Stored items
□ □ □
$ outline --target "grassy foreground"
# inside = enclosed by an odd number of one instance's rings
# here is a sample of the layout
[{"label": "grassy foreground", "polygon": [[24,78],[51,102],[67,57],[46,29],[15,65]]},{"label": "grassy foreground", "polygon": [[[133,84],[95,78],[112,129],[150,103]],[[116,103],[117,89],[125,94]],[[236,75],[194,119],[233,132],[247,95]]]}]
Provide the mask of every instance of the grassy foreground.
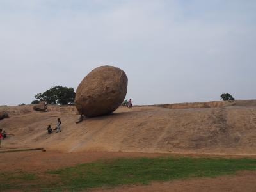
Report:
[{"label": "grassy foreground", "polygon": [[98,161],[43,173],[0,173],[0,191],[80,191],[122,184],[233,174],[256,170],[256,159],[157,157]]}]

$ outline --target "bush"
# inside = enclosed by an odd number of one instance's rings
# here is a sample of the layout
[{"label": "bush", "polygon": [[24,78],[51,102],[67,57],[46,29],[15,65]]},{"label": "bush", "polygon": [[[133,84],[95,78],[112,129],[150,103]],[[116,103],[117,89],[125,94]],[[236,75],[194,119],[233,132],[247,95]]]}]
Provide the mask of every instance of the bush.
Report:
[{"label": "bush", "polygon": [[75,96],[74,88],[56,86],[51,87],[43,93],[37,93],[35,97],[40,101],[46,101],[49,104],[72,105],[75,102]]},{"label": "bush", "polygon": [[33,105],[33,104],[39,104],[40,101],[38,100],[35,100],[31,102],[31,104]]},{"label": "bush", "polygon": [[235,98],[234,98],[230,94],[228,93],[223,93],[221,95],[220,95],[220,99],[223,100],[235,100]]}]

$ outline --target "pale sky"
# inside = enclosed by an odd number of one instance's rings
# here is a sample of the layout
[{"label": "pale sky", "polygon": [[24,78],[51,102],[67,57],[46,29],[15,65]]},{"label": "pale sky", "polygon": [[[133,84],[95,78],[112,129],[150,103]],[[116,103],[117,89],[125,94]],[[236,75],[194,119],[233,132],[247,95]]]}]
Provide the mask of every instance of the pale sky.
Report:
[{"label": "pale sky", "polygon": [[256,99],[256,1],[0,0],[0,105],[114,65],[134,104]]}]

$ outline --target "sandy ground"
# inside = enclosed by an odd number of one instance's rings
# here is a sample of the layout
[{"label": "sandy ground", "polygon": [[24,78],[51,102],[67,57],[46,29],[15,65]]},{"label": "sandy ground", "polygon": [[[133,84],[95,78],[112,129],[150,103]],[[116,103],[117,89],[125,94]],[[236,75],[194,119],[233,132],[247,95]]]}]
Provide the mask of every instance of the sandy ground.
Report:
[{"label": "sandy ground", "polygon": [[[99,159],[158,156],[180,156],[184,154],[124,153],[124,152],[76,152],[63,153],[52,151],[31,151],[0,154],[0,170],[41,172]],[[202,154],[186,155],[193,157],[209,157]],[[223,157],[223,156],[210,156]],[[225,157],[241,157],[241,156],[225,156]],[[252,156],[250,157],[256,157]],[[256,172],[241,171],[234,175],[216,178],[197,178],[164,182],[153,182],[147,186],[122,186],[112,189],[96,189],[92,191],[255,191]]]},{"label": "sandy ground", "polygon": [[[0,107],[0,111],[10,114],[0,121],[0,128],[15,134],[2,145],[6,148],[36,147],[65,152],[253,154],[255,104],[255,100],[237,100],[132,109],[120,107],[111,115],[78,124],[74,106],[50,106],[46,113],[35,111],[32,106]],[[57,118],[62,121],[63,132],[48,135],[47,125],[54,128]]]}]

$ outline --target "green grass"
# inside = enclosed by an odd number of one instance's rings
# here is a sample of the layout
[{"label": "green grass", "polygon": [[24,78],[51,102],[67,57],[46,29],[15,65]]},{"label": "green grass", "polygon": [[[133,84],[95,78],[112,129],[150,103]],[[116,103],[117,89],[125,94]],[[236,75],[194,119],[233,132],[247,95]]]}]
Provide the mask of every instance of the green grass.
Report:
[{"label": "green grass", "polygon": [[148,184],[152,181],[216,177],[234,174],[241,170],[256,170],[256,159],[118,159],[36,174],[21,172],[12,177],[11,173],[0,174],[0,191],[21,188],[26,191],[79,191],[122,184]]}]

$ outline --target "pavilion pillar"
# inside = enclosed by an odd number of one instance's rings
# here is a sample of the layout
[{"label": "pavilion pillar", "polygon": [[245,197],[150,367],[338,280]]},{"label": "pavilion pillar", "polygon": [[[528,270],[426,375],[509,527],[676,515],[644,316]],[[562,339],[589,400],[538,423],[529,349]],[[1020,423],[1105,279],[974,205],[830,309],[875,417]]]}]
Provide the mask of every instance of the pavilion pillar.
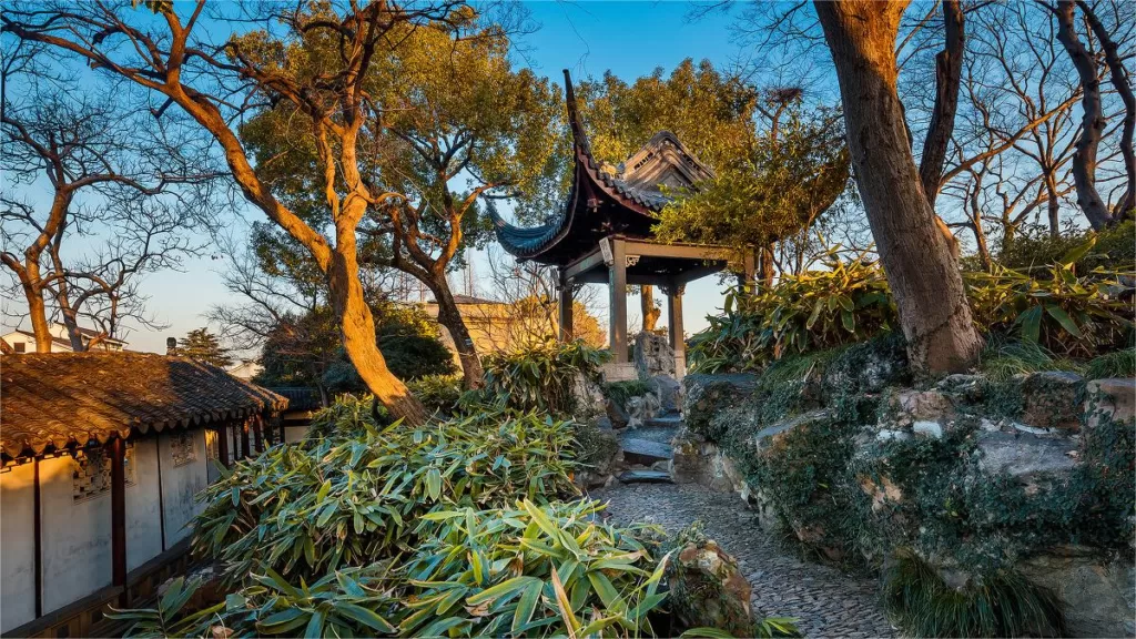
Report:
[{"label": "pavilion pillar", "polygon": [[611,262],[608,263],[608,284],[611,294],[610,335],[612,360],[627,364],[627,244],[623,238],[608,238]]},{"label": "pavilion pillar", "polygon": [[110,453],[110,570],[111,584],[122,588],[118,605],[125,607],[126,594],[126,441],[115,437]]},{"label": "pavilion pillar", "polygon": [[683,284],[663,287],[667,293],[667,335],[670,348],[675,351],[675,379],[682,381],[686,375],[686,340],[683,337]]},{"label": "pavilion pillar", "polygon": [[560,292],[560,326],[558,329],[558,335],[560,341],[568,342],[573,340],[573,332],[575,327],[573,326],[571,317],[571,281],[565,277],[563,269],[558,269],[557,272],[557,287]]}]

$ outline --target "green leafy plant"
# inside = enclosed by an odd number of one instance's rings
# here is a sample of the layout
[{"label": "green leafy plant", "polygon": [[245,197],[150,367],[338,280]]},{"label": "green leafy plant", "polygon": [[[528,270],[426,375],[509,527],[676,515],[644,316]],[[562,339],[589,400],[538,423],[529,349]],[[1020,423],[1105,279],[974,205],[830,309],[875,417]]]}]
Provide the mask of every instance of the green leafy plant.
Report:
[{"label": "green leafy plant", "polygon": [[379,429],[358,404],[331,414],[354,435],[273,447],[206,490],[193,548],[224,562],[228,579],[262,566],[320,576],[402,551],[434,509],[576,495],[568,422],[499,410]]},{"label": "green leafy plant", "polygon": [[916,637],[1061,637],[1056,597],[1020,575],[997,571],[946,584],[914,553],[900,549],[884,575],[884,603]]},{"label": "green leafy plant", "polygon": [[482,363],[484,388],[462,403],[571,414],[577,376],[598,380],[600,366],[610,357],[583,340],[566,343],[546,340],[513,352],[490,354]]},{"label": "green leafy plant", "polygon": [[1119,272],[1093,271],[1078,277],[1074,265],[1095,238],[1074,247],[1044,274],[1003,266],[967,274],[967,294],[975,322],[1068,356],[1092,356],[1126,343],[1133,327],[1133,304],[1111,293]]}]

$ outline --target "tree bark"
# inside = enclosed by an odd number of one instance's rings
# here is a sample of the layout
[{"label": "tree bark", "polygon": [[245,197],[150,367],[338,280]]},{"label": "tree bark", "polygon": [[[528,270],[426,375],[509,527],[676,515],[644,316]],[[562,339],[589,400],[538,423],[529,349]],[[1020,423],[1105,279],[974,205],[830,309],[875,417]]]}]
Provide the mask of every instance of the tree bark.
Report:
[{"label": "tree bark", "polygon": [[964,371],[978,357],[958,259],[936,229],[896,92],[895,39],[908,2],[816,2],[840,81],[849,149],[916,371]]},{"label": "tree bark", "polygon": [[[346,225],[344,225],[346,226]],[[327,265],[328,299],[340,318],[343,349],[354,364],[364,383],[391,415],[407,424],[426,423],[429,414],[390,368],[375,340],[375,317],[364,299],[359,281],[354,225],[337,229],[336,247]]]},{"label": "tree bark", "polygon": [[1109,65],[1109,77],[1112,80],[1117,94],[1120,96],[1120,101],[1125,105],[1120,155],[1125,160],[1127,186],[1125,186],[1125,192],[1113,210],[1114,219],[1124,219],[1131,217],[1133,209],[1136,208],[1136,153],[1133,152],[1133,134],[1136,133],[1136,96],[1133,96],[1133,85],[1128,81],[1128,69],[1125,68],[1124,61],[1120,59],[1117,43],[1085,0],[1077,0],[1077,6],[1085,14],[1089,28],[1096,34],[1096,40],[1100,41],[1101,49],[1104,50],[1104,61]]},{"label": "tree bark", "polygon": [[919,160],[919,181],[932,210],[935,210],[935,199],[943,183],[943,164],[946,161],[951,134],[954,133],[954,114],[959,109],[966,40],[964,17],[959,0],[943,0],[943,20],[946,25],[946,48],[935,57],[935,108],[932,110]]},{"label": "tree bark", "polygon": [[1072,153],[1072,179],[1077,185],[1077,204],[1085,211],[1089,225],[1101,230],[1112,221],[1109,207],[1096,190],[1096,150],[1104,135],[1104,111],[1101,107],[1101,81],[1096,76],[1096,60],[1085,49],[1077,35],[1074,0],[1058,0],[1058,41],[1064,47],[1080,78],[1084,111],[1080,138]]},{"label": "tree bark", "polygon": [[482,388],[485,371],[482,368],[482,360],[477,357],[477,349],[474,347],[474,339],[469,337],[469,329],[466,321],[458,310],[458,304],[453,300],[450,284],[445,276],[433,279],[431,292],[437,302],[437,322],[445,326],[453,340],[453,347],[458,350],[458,358],[461,359],[461,385],[465,389]]},{"label": "tree bark", "polygon": [[646,284],[640,287],[640,309],[643,312],[643,332],[653,332],[659,323],[659,316],[662,315],[662,309],[654,305],[653,287]]}]

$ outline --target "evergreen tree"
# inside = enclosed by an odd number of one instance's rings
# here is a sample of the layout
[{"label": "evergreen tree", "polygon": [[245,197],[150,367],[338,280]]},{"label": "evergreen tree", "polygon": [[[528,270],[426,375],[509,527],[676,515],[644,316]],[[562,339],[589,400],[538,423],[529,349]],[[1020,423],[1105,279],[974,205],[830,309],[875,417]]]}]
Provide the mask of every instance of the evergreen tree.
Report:
[{"label": "evergreen tree", "polygon": [[217,335],[210,333],[209,329],[204,327],[190,331],[184,338],[178,340],[174,355],[220,368],[227,368],[233,365],[233,358],[228,356],[228,349],[222,347]]}]

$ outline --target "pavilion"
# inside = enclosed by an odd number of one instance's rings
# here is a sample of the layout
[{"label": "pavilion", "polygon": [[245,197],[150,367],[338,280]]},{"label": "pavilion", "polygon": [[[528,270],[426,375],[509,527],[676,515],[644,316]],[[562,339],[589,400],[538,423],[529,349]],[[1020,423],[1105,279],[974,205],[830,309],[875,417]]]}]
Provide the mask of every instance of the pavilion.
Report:
[{"label": "pavilion", "polygon": [[[573,134],[573,180],[566,206],[545,224],[519,227],[494,218],[496,236],[521,260],[556,266],[560,293],[560,339],[573,334],[573,289],[607,282],[610,292],[610,345],[615,365],[609,380],[630,379],[627,352],[627,285],[659,287],[667,296],[669,341],[675,374],[686,370],[683,292],[687,282],[726,268],[729,249],[720,246],[662,243],[652,226],[670,201],[663,189],[696,190],[713,171],[698,160],[669,131],[661,131],[618,167],[592,155],[576,108],[571,76],[565,69],[568,123]],[[613,168],[613,169],[612,169]],[[743,258],[742,276],[752,282],[754,259]]]}]

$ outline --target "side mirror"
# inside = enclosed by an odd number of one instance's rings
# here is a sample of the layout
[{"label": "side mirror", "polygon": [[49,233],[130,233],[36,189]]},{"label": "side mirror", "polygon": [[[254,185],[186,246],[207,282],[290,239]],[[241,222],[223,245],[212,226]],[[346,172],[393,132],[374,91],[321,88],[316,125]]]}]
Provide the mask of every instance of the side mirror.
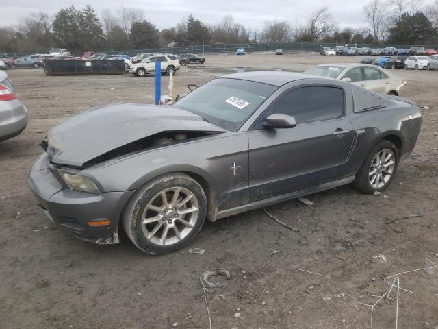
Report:
[{"label": "side mirror", "polygon": [[266,118],[263,126],[266,129],[293,128],[296,125],[295,118],[292,115],[274,114]]},{"label": "side mirror", "polygon": [[189,88],[189,90],[190,90],[190,91],[193,91],[193,90],[194,90],[195,89],[197,89],[197,88],[198,88],[198,86],[196,86],[196,84],[189,84],[189,85],[187,86],[187,88]]}]

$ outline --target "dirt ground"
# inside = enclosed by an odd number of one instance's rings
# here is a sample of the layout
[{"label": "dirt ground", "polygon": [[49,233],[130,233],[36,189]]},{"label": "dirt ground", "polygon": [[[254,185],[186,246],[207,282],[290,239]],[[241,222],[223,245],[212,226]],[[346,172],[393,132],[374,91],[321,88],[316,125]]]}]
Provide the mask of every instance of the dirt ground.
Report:
[{"label": "dirt ground", "polygon": [[[177,73],[178,93],[239,67],[299,71],[360,60],[315,54],[206,58],[203,66]],[[292,200],[268,207],[298,232],[263,210],[206,223],[190,247],[163,256],[143,254],[131,243],[75,239],[52,226],[26,184],[50,127],[90,106],[151,103],[153,77],[47,77],[33,69],[8,73],[29,123],[0,143],[1,329],[208,328],[199,277],[218,268],[231,277],[216,278],[224,287],[207,293],[214,328],[368,328],[372,308],[356,302],[376,303],[390,288],[387,276],[438,264],[438,71],[396,72],[408,81],[407,97],[428,108],[421,109],[414,154],[381,195],[346,186],[309,196],[313,206]],[[164,90],[168,82],[163,78]],[[413,215],[420,216],[387,223]],[[190,247],[205,252],[190,254]],[[393,289],[374,308],[374,328],[396,328],[398,304],[398,328],[438,328],[438,269],[398,277],[401,287],[415,293],[400,289],[397,300]]]}]

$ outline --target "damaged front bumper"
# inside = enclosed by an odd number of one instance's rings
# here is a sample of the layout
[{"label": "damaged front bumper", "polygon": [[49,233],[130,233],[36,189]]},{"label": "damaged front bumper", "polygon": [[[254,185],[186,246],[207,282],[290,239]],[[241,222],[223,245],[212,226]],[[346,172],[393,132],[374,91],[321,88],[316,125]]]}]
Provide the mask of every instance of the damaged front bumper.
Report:
[{"label": "damaged front bumper", "polygon": [[[27,184],[47,217],[81,240],[99,244],[118,243],[120,215],[133,191],[90,193],[71,190],[53,173],[55,170],[44,154],[35,162],[27,178]],[[110,221],[110,224],[92,225],[102,221]]]}]

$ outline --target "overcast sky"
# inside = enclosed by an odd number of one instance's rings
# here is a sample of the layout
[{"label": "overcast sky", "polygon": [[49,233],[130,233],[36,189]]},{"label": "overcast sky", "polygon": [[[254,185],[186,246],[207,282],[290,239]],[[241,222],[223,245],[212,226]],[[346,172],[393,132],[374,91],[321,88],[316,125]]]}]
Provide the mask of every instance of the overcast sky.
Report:
[{"label": "overcast sky", "polygon": [[[54,16],[60,9],[71,5],[68,0],[2,0],[0,10],[0,26],[16,24],[19,19],[32,12],[42,11]],[[433,0],[423,0],[424,5]],[[103,9],[116,13],[123,4],[125,7],[144,10],[146,19],[154,23],[159,29],[175,27],[183,17],[190,13],[203,22],[213,24],[231,14],[237,23],[246,27],[260,28],[266,21],[285,21],[294,24],[304,21],[312,12],[326,5],[333,19],[342,28],[360,27],[365,25],[362,8],[367,1],[355,0],[76,0],[76,8],[92,4],[98,14]]]}]

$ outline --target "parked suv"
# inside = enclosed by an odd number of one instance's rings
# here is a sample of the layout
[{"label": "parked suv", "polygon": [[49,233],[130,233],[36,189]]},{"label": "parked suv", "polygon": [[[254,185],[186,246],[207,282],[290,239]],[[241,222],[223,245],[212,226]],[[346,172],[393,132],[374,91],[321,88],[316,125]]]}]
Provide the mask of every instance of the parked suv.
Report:
[{"label": "parked suv", "polygon": [[27,125],[27,110],[16,98],[5,72],[0,71],[0,141],[20,134]]},{"label": "parked suv", "polygon": [[185,53],[179,56],[179,64],[185,66],[188,63],[203,64],[205,58],[200,57],[196,53]]},{"label": "parked suv", "polygon": [[128,71],[138,77],[144,77],[155,72],[156,62],[161,62],[162,73],[166,73],[166,75],[175,74],[181,67],[179,61],[175,55],[157,55],[144,58],[140,63],[130,65]]},{"label": "parked suv", "polygon": [[409,55],[418,56],[419,55],[426,55],[426,48],[424,47],[411,47],[409,50]]}]

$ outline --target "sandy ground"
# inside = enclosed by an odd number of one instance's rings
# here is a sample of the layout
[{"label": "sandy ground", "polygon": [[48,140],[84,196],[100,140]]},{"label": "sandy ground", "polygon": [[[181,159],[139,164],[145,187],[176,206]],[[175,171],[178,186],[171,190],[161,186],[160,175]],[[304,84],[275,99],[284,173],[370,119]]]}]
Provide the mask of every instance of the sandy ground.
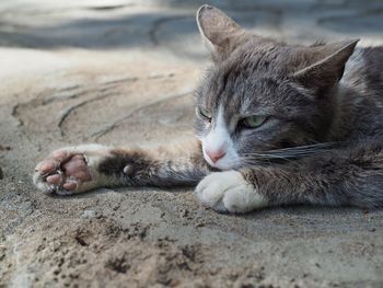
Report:
[{"label": "sandy ground", "polygon": [[[79,3],[80,2],[80,3]],[[206,209],[193,189],[47,196],[36,161],[67,145],[192,135],[202,1],[0,2],[0,287],[383,287],[383,211]],[[212,1],[293,43],[383,42],[381,1]]]}]

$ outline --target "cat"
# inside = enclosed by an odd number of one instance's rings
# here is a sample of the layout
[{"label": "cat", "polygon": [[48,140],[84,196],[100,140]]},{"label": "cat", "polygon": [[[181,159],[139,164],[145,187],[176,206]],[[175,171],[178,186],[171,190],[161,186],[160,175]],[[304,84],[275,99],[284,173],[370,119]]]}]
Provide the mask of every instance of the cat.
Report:
[{"label": "cat", "polygon": [[383,206],[383,47],[288,45],[207,4],[197,24],[212,66],[195,93],[196,139],[159,149],[59,149],[37,164],[38,189],[198,184],[202,205],[236,214]]}]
□ □ □
DIRECTIONS FOR THIS TASK
Pull out every line of the entries above that contains the string "plant", treating uppercase and lowercase as different.

REPLY TO THE TASK
$ outline --target "green leafy plant"
[{"label": "green leafy plant", "polygon": [[245,197],[150,367],[338,280]]},{"label": "green leafy plant", "polygon": [[[528,270],[426,375],[509,527],[676,515],[644,316]],[[562,339],[589,400],[538,423],[529,349]],[[1020,423],[1105,279],[974,205],[830,309],[875,417]]]}]
Provide the mask of every instance of the green leafy plant.
[{"label": "green leafy plant", "polygon": [[379,429],[358,404],[331,414],[354,435],[273,447],[206,490],[193,548],[224,562],[228,579],[262,566],[320,576],[402,551],[434,509],[576,495],[568,422],[499,410]]},{"label": "green leafy plant", "polygon": [[916,637],[1061,637],[1056,597],[1020,575],[997,571],[946,584],[914,553],[900,549],[884,575],[884,603]]},{"label": "green leafy plant", "polygon": [[482,363],[484,388],[462,403],[571,414],[577,376],[598,380],[600,366],[610,357],[583,340],[566,343],[546,340],[513,352],[490,354]]},{"label": "green leafy plant", "polygon": [[1119,272],[1093,271],[1078,277],[1074,265],[1095,238],[1074,247],[1044,274],[1003,266],[967,274],[967,294],[975,322],[1068,356],[1092,356],[1126,343],[1133,327],[1133,304],[1111,293]]}]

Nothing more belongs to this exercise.